● INSTRUCTION 1
Answer these questions from the text on N. S. Ramaswami:
(a) In what place was he born?
(b) How many decades did he work with The Hindu, Mail and Indian Express?
(c) Which of his cricket books is titled after a span "From Porbandar to" someone?
● INSTRUCTION 2
In the text on N. S. Ramaswami, write out the part that opens with the words containing "Indian sports journalist (1918–1987)" and closes with "and temple architecture.".
● INSTRUCTION 3
Condense the paragraph of the text on N. S. Ramaswami that begins "Nallathagudi Srinivasa Ramaswami" into a short bulleted list that keeps its main facts.

● TEXT SHOWN
——
= N. S. Ramaswami =

Indian sports journalist (1918–1987)

Nallathagudi Srinivasa Ramaswami (November 1918, Cuddalore - 19 February 1987) was an Indian sports journalist who worked for four decades with The Hindu, Mail and Indian Express, and became an assistant editor at all three newspapers. He wrote four books on cricket — Winter of Content, Indian Cricket, Indian Willow and From Porbandar to Wadekar — but was also well-versed in history, social commentary and temple architecture.
——
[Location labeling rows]
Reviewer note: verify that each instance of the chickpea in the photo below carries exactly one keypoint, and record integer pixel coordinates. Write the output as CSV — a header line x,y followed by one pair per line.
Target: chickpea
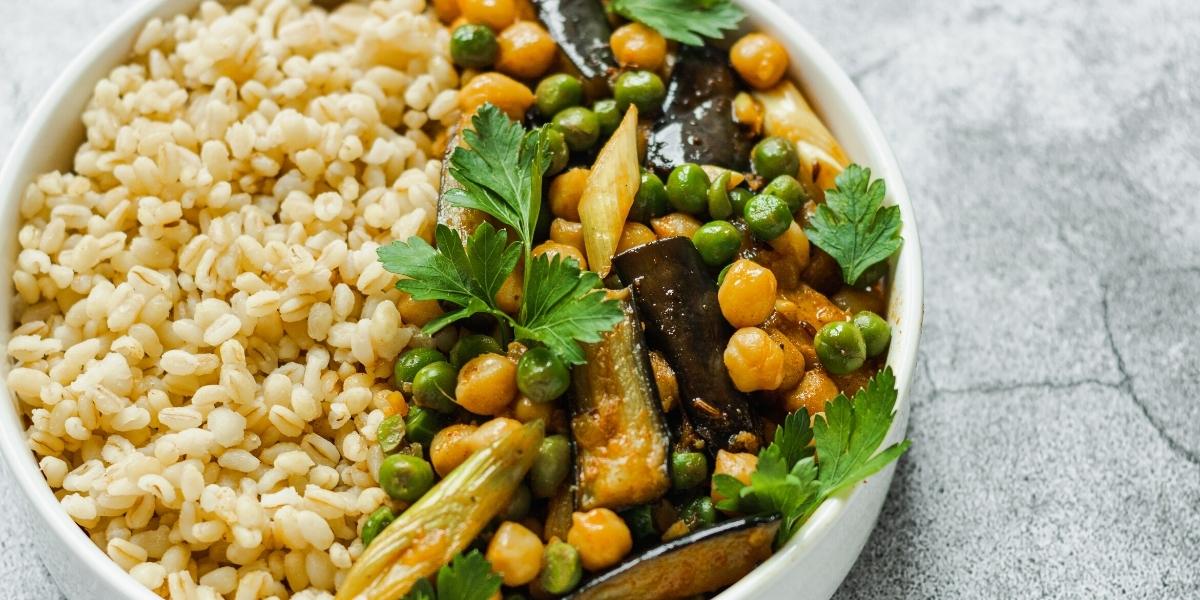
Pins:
x,y
527,411
565,192
675,225
637,46
526,51
487,384
450,447
815,389
748,293
755,360
515,552
491,431
509,95
737,465
601,537
555,249
760,60
493,13
508,299
635,234
567,232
——
● RESPONSE 1
(a) Cuddalore
(b) Four decades
(c) From Porbandar to Wadekar

● RESPONSE 2
Indian sports journalist (1918–1987)

Nallathagudi Srinivasa Ramaswami (November 1918, Cuddalore - 19 February 1987) was an Indian sports journalist who worked for four decades with The Hindu, Mail and Indian Express, and became an assistant editor at all three newspapers. He wrote four books on cricket — Winter of Content, Indian Cricket, Indian Willow and From Porbandar to Wadekar — but was also well-versed in history, social commentary and temple architecture.

● RESPONSE 3
- Nallathagudi Srinivasa Ramaswami was an Indian sports journalist, born in Cuddalore in November 1918, died 19 February 1987.
- He worked for four decades with The Hindu, Mail and Indian Express and became an assistant editor at all three.
- He wrote four cricket books: Winter of Content, Indian Cricket, Indian Willow and From Porbandar to Wadekar.
- He was also well-versed in history, social commentary and temple architecture.